[Your objective]:
Exactly the lines from the one with "Target: tiger cub back" through the end of the records below are to be output, the first and last included, and no others.

(Region pointing data)
· · · · · · ·

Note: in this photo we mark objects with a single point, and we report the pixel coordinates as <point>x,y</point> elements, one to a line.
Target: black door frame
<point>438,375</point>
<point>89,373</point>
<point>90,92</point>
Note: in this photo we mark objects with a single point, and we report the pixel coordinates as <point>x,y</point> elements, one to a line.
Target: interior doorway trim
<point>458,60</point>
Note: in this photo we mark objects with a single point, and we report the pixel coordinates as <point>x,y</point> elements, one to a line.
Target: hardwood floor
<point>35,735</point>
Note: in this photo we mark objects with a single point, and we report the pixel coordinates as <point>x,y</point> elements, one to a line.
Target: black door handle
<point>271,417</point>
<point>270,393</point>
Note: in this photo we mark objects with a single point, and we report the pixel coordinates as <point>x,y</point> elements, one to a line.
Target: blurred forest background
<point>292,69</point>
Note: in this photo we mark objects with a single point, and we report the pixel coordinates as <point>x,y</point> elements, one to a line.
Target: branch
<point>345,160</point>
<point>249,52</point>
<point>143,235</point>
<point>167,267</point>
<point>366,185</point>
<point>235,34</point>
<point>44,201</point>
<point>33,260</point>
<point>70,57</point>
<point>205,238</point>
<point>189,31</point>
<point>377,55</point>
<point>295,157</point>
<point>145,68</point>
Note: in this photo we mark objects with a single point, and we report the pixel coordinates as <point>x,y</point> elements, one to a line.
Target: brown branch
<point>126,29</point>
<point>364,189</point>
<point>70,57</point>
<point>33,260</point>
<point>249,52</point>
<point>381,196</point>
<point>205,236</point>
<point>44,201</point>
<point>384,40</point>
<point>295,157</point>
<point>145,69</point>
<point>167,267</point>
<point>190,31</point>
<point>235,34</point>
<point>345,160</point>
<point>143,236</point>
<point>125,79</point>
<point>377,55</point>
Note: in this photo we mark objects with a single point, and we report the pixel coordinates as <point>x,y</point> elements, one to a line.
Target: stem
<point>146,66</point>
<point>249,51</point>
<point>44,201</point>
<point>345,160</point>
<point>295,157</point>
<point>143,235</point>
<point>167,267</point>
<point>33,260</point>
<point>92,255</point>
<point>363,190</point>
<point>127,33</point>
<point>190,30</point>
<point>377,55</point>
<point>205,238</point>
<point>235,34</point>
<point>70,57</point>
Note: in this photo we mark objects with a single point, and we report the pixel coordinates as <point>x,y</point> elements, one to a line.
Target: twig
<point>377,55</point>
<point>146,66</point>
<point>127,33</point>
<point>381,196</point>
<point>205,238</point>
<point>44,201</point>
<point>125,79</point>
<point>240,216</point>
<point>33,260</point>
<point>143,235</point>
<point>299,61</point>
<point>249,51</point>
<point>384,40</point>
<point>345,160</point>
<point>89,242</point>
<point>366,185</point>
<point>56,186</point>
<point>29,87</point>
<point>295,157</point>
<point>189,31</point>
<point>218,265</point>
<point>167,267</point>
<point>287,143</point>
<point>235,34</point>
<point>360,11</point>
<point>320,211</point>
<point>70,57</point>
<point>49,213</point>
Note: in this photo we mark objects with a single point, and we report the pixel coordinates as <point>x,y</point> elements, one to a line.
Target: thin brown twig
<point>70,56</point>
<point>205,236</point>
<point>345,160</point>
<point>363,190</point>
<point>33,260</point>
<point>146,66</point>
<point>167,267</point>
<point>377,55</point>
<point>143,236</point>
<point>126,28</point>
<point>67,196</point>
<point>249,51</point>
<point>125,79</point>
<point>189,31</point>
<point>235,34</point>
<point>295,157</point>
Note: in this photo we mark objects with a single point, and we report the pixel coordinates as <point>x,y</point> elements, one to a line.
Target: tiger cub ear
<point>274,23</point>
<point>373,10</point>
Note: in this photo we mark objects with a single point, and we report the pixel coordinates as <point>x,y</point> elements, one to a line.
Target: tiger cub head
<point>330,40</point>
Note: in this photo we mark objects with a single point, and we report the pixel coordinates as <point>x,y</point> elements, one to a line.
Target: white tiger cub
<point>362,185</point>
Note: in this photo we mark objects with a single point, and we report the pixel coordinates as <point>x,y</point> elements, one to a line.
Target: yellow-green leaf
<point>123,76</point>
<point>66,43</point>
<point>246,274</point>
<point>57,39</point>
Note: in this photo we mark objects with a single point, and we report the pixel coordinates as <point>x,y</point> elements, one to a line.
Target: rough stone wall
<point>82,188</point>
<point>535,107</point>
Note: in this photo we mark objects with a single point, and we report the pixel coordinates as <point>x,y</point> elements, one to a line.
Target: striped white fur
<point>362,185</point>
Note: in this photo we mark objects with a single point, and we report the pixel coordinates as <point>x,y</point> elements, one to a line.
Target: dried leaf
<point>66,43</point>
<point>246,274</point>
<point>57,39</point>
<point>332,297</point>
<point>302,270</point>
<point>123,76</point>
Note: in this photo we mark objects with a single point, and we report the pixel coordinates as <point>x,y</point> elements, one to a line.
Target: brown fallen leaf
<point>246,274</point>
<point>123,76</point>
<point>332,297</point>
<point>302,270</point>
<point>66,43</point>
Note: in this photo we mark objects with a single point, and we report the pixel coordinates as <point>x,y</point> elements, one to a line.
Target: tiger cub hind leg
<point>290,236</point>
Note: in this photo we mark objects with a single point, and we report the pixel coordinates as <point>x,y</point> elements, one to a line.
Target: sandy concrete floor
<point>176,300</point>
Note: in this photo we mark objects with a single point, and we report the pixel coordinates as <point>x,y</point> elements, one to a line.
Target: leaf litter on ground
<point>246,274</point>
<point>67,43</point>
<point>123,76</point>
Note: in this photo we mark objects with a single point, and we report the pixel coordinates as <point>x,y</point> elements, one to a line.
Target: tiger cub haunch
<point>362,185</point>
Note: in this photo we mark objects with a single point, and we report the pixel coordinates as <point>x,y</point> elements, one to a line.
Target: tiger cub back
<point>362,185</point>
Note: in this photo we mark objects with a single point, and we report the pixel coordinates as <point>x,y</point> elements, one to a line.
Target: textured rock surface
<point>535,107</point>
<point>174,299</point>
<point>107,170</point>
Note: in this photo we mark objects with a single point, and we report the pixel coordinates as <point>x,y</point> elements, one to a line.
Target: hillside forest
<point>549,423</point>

· · · · · · ·

[Solution for this task]:
Target: tiger cub back
<point>362,185</point>
Note: in this photo we mark objects with a single point, and we report the pixel coordinates as <point>x,y</point> elements, one to a line.
Target: textured rock surface
<point>535,107</point>
<point>174,299</point>
<point>107,170</point>
Note: in this photo we mark objects with a single point, and we report the pixel coordinates as <point>x,y</point> elements, one to a line.
Target: hillside forest
<point>549,423</point>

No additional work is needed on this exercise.